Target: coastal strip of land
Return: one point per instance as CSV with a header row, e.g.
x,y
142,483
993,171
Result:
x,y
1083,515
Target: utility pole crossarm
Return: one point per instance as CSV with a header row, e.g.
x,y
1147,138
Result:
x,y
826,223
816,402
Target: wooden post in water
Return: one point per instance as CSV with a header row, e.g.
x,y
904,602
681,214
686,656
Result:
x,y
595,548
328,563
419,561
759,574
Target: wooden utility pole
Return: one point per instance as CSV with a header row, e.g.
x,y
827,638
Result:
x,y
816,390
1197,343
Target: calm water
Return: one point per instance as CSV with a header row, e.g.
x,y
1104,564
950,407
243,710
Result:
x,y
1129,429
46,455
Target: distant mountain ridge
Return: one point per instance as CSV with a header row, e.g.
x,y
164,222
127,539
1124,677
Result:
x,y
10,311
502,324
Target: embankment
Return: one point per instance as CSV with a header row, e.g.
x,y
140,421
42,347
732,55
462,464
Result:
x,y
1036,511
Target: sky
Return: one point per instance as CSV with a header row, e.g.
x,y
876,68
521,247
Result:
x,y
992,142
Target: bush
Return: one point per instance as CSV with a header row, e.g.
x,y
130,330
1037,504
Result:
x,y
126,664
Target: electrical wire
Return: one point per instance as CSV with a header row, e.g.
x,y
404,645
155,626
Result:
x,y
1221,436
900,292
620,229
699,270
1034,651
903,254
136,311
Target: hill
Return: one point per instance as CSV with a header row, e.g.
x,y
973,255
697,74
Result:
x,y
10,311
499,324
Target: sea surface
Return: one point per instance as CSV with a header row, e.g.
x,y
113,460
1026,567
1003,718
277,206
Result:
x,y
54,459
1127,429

________________

The entries above are to be output exactly as they appear.

Target: coastal strip of land
Return: one point per instance as CSV with a header row, e.g.
x,y
142,483
993,171
Result:
x,y
1083,515
Target: utility pole crossarm
Return: one point per instance as CSV with a header row, e.g.
x,y
1147,138
Result:
x,y
826,223
816,402
Target: wooden post in water
Return: one point per instance as CSV with a header row, e.g.
x,y
904,602
681,214
686,656
Result:
x,y
595,548
328,563
419,561
759,574
Target: wooden utility pole
Return: one point per instance as CSV with a header row, e.g.
x,y
827,638
Result:
x,y
816,390
1197,343
Target: calm water
Return: one point per instance as CSV with a header row, e.g.
x,y
1104,564
950,407
243,710
Result:
x,y
1129,429
46,455
Target: distant mountain ridge
Return: one point per instance as CSV with a header row, e.g.
x,y
164,222
127,539
1124,677
Result:
x,y
10,311
502,324
Target: embankment
Return: one point per instance as CSV with a header row, e.g.
x,y
140,421
42,347
732,55
462,464
Result:
x,y
1036,511
Target: sky
Return: one point per instance as CSV with a header row, e.g.
x,y
876,68
521,247
Result:
x,y
992,142
Target: bush
Return: one point per instance as CSV with a header row, e.g.
x,y
130,330
1037,504
Result:
x,y
126,664
Target: electrical wire
Return: one point per instance as CSV with a header row, e.g.
x,y
404,645
155,626
Result:
x,y
1221,436
900,292
620,229
699,270
1034,651
903,254
136,311
Target: hill
Return: one point per instance as CSV with a header row, e.g.
x,y
973,255
697,74
Result:
x,y
10,311
499,324
Target: sea surface
Return: one point per instance as CSV with a header row, e.g.
x,y
113,460
1026,567
1003,718
277,206
Result:
x,y
54,459
1127,429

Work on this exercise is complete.